> _Challenge_
In the page excerpt on juror bias, what did the Court say in a footnote in Warger v. Shauers?

::: Page excerpt

We know that identity in general and race in particular get special treatment insofar as attorneys may strike jurors for all sorts of benighted reasons, but not for race (and, as the Court later held, not for gender). In the equal protection context, moreover, we have tiers of scrutiny of legislation in which the most exacting demands are made of laws that distinguish between people based on race and a handful of other similar characteristics.
If we were starting from scratch, we might want to say that jury secrecy is important enough to trump all kinds of bias and that, outside of the exceptions listed in the governing rule of evidence, juror testimony simply may not be used to impeach a verdict. Or, alternatively, we might want to say that the Sixth Amendment right to an impartial jury means that any evidence of juror bias of any kind that might threaten the impartiality of deliberations must be admissible to impeach a jury verdict in a criminal case, no matter what the rule of evidence says. But the Court has already indicated that neither of these paths best fits its approach to the Constitution.
The Court has allowed egregious juror conduct to go unremedied when based on non-identity issues, and it has responded strictly when confronting racial classifications. In Warger v. Shauers, the last case to address juror testimony to impeach a verdict, the Court expressly said in a footnote that “[t]here may be cases of juror bias so extreme that, almost by definition, the jury trial right has been abridged.” Given that the Court had already refused to inquire into a verdict where the jurors were drunk and drugged, we can best understand “extreme” to mean something other than extremely unfair to the defendant. It instead may refer to something that goes beyond the particulars of a given case and implicates larger issues that plague our criminal justice system. Racial bias, of course, is just such an issue, and a verdict that may have resulted from blatant racial prejudice threatens respect for the law and for our institutions in a uniquely harmful way. Whether gender, religion, and sexual orientation act similarly by the Court’s lights remains to be seen. But based on oral argument and the precedents, I tentatively predict the Court will hold that at least where we have evidence of racial bias, the Sixth Amendment demands that parties be able to go behind the verdict and question jurors about that bias.

::::::
::: Extracted information

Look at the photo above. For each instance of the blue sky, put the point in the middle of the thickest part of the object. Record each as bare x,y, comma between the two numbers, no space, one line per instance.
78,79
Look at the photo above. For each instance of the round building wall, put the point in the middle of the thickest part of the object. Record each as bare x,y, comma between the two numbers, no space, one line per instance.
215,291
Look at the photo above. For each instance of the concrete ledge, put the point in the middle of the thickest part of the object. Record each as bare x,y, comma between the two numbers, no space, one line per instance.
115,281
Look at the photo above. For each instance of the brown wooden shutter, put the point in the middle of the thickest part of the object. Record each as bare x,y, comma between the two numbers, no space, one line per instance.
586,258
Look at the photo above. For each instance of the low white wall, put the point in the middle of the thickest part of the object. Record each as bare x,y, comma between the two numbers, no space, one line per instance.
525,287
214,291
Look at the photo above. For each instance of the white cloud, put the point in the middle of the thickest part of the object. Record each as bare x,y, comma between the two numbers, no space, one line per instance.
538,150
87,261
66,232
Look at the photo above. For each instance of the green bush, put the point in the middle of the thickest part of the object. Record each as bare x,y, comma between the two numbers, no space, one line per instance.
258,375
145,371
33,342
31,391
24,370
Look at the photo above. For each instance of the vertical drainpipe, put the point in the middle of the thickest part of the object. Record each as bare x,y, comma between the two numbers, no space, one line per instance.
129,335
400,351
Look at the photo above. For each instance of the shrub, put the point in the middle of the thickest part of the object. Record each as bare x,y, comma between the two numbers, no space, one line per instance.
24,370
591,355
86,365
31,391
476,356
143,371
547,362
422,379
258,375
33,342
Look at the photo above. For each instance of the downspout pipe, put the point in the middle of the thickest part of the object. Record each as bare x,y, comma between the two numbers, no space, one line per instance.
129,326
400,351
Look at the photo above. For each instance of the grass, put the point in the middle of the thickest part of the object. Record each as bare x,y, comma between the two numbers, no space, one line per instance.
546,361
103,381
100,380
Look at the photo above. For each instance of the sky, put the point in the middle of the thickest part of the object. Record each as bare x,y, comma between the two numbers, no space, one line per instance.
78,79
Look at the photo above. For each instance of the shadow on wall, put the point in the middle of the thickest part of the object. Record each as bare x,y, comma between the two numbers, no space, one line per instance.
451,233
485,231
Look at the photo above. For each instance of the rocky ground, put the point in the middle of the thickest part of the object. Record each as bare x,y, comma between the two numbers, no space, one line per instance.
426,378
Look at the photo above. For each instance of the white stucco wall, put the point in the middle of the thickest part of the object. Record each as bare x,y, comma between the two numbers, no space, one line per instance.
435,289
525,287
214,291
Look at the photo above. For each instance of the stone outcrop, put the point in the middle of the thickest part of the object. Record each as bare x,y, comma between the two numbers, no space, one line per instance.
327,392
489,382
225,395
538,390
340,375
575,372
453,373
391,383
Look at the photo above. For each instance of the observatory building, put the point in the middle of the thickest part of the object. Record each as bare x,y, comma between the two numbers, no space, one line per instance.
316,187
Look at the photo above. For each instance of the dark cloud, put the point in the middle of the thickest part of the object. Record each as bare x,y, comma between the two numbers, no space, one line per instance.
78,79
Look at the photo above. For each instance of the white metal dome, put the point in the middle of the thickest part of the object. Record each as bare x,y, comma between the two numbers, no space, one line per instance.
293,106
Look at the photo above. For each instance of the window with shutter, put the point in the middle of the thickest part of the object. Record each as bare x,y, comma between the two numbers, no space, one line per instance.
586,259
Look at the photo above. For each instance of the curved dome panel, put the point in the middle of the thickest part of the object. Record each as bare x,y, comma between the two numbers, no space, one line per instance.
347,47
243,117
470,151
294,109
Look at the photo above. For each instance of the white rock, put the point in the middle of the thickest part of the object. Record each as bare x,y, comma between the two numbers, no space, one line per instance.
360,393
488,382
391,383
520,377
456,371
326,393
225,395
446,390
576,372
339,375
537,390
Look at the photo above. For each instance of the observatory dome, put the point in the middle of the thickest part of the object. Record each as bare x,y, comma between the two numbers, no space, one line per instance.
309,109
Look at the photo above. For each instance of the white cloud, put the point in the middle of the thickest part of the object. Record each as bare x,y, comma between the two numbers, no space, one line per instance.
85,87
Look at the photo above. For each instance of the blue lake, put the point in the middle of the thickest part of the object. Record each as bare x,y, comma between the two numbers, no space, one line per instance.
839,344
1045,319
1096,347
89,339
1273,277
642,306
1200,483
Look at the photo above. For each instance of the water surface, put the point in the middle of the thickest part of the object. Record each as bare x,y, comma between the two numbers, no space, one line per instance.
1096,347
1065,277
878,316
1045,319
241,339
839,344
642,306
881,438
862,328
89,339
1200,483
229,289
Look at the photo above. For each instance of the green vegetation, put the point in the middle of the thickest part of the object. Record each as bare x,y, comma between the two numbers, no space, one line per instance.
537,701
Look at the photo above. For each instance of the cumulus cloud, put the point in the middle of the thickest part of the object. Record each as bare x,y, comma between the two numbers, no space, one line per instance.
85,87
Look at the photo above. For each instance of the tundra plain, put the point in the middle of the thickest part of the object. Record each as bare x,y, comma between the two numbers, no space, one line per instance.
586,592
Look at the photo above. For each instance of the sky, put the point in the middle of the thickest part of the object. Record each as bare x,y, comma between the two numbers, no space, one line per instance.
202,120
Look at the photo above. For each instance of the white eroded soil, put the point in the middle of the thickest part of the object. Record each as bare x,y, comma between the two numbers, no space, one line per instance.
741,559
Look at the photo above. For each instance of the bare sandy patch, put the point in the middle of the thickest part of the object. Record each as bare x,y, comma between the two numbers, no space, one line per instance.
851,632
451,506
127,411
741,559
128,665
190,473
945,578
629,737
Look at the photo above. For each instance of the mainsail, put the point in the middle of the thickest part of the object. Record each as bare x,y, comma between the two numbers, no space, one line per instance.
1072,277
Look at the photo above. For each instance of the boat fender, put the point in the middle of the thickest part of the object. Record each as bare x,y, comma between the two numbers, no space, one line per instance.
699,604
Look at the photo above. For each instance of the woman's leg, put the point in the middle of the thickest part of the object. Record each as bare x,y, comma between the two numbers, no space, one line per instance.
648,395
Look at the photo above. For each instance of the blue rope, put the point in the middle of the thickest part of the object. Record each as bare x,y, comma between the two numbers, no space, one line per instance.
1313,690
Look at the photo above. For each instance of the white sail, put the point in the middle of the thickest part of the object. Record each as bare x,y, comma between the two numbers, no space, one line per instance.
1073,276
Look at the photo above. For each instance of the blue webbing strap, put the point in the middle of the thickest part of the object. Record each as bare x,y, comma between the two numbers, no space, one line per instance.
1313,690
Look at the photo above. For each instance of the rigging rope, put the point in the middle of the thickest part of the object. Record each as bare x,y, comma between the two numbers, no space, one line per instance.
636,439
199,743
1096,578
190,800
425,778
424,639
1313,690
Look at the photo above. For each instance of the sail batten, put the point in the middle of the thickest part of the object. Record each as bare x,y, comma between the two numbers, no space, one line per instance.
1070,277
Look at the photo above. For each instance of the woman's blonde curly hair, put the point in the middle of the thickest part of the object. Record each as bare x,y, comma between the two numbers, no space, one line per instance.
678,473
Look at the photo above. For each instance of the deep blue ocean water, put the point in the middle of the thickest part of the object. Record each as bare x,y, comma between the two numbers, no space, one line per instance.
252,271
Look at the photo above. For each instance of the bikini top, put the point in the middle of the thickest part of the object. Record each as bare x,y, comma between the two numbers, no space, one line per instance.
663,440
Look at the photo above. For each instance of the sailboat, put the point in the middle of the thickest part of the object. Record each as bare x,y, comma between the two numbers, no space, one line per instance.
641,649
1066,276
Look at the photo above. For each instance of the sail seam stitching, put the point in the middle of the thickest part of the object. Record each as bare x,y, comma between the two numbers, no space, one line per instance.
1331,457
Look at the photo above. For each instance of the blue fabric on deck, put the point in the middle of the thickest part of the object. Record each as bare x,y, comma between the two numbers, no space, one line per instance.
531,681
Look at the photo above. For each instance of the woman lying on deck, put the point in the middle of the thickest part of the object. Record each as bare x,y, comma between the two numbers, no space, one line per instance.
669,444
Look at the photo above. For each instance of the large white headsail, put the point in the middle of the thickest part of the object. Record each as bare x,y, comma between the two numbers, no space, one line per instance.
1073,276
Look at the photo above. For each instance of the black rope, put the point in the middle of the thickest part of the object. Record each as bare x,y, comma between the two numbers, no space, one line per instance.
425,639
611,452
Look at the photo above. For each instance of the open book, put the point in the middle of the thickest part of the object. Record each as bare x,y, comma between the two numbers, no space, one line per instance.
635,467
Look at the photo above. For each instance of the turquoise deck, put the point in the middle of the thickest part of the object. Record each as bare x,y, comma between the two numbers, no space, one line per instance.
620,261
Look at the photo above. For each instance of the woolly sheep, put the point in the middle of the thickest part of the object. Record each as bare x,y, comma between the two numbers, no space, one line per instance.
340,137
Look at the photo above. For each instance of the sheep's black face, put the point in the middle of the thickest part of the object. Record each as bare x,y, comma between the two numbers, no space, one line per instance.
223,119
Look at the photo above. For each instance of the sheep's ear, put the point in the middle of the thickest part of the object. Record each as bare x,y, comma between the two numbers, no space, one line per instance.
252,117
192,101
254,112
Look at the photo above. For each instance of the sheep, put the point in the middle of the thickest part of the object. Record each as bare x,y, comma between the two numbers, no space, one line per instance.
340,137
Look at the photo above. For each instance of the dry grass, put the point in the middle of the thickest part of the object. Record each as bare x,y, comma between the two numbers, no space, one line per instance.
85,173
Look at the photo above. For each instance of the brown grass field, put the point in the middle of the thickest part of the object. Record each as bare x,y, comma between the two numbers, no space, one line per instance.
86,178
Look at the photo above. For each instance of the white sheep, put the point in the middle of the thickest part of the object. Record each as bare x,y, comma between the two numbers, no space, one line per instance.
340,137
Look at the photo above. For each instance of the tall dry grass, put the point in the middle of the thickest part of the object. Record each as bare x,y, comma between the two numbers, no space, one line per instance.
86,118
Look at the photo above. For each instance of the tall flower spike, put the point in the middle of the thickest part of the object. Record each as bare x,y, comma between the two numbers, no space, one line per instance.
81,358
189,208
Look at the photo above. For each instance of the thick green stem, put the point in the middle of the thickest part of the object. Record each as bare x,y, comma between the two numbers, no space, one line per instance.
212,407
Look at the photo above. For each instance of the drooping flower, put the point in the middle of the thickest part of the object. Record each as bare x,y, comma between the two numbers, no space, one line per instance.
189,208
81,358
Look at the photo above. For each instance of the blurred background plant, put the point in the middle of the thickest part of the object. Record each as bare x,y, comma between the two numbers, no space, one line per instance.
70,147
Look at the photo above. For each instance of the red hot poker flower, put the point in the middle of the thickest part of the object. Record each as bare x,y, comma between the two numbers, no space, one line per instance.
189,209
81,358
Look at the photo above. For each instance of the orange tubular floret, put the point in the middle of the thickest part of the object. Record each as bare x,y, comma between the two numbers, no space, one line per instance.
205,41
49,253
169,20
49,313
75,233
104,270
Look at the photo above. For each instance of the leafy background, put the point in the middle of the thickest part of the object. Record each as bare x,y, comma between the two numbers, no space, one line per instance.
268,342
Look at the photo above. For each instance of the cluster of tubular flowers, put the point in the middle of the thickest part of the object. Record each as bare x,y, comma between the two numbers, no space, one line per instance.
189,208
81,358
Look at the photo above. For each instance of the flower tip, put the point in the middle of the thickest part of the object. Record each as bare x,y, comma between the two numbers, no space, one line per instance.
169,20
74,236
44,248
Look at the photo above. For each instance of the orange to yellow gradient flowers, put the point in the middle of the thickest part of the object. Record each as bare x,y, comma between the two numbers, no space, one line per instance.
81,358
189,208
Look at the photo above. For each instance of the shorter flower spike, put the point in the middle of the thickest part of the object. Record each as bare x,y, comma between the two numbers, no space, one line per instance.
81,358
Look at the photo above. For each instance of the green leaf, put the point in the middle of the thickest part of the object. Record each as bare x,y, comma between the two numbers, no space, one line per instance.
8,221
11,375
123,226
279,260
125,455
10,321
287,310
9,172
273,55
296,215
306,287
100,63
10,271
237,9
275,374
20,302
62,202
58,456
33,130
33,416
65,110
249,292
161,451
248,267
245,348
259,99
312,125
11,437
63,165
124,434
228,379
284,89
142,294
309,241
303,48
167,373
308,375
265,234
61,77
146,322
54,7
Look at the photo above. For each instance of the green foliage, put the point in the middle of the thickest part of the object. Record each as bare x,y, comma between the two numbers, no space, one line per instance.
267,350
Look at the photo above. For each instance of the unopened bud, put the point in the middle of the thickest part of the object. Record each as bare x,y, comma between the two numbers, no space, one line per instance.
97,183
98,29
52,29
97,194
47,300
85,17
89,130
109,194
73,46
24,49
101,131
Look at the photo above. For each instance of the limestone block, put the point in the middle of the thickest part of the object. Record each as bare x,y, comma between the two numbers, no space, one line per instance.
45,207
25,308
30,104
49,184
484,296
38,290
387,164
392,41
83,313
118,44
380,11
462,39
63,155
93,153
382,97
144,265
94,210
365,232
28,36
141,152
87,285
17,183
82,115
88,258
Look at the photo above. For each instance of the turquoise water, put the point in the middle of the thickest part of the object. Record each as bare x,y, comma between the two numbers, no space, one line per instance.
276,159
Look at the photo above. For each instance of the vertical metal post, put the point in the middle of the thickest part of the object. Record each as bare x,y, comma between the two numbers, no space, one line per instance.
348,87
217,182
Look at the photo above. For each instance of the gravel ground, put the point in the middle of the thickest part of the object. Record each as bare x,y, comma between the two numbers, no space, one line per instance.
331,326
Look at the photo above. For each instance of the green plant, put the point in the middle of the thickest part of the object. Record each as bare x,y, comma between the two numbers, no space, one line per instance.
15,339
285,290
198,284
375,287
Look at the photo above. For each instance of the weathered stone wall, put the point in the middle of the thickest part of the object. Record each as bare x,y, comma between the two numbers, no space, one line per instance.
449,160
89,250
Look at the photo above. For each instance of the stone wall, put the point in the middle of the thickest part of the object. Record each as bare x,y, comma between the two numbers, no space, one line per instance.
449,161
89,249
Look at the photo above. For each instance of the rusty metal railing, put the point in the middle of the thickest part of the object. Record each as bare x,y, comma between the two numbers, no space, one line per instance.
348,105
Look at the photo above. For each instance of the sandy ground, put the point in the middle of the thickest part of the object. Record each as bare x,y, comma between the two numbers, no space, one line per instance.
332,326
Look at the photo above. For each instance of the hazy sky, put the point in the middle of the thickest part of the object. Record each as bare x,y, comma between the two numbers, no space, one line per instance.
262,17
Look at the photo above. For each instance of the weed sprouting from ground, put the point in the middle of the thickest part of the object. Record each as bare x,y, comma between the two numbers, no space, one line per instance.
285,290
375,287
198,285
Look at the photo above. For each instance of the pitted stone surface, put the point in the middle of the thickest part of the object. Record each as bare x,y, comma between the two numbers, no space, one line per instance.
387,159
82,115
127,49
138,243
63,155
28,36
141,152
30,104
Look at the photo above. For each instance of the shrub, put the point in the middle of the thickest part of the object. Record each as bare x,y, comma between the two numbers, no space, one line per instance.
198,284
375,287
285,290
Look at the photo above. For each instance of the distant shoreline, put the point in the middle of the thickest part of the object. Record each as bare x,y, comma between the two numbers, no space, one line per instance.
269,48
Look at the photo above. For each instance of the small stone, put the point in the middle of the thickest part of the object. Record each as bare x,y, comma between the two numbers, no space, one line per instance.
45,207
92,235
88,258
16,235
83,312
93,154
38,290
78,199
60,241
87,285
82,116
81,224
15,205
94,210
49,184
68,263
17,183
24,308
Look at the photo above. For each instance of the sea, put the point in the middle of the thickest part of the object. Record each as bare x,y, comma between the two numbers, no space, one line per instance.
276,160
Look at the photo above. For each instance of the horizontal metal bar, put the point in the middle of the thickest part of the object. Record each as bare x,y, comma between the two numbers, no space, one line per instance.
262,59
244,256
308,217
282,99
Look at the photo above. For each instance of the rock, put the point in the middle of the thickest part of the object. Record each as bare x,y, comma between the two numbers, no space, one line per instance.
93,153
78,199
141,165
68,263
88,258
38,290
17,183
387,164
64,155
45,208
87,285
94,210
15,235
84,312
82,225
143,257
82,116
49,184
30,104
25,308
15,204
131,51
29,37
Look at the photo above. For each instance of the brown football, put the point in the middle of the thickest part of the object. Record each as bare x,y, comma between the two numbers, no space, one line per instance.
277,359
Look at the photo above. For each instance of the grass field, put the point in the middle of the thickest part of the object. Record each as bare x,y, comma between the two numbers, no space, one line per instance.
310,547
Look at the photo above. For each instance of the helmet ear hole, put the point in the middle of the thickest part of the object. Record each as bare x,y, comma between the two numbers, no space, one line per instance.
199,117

::::::

> _Worked solution_
It said that "[t]here may be cases of juror bias so extreme that, almost by definition, the jury trial right has been abridged."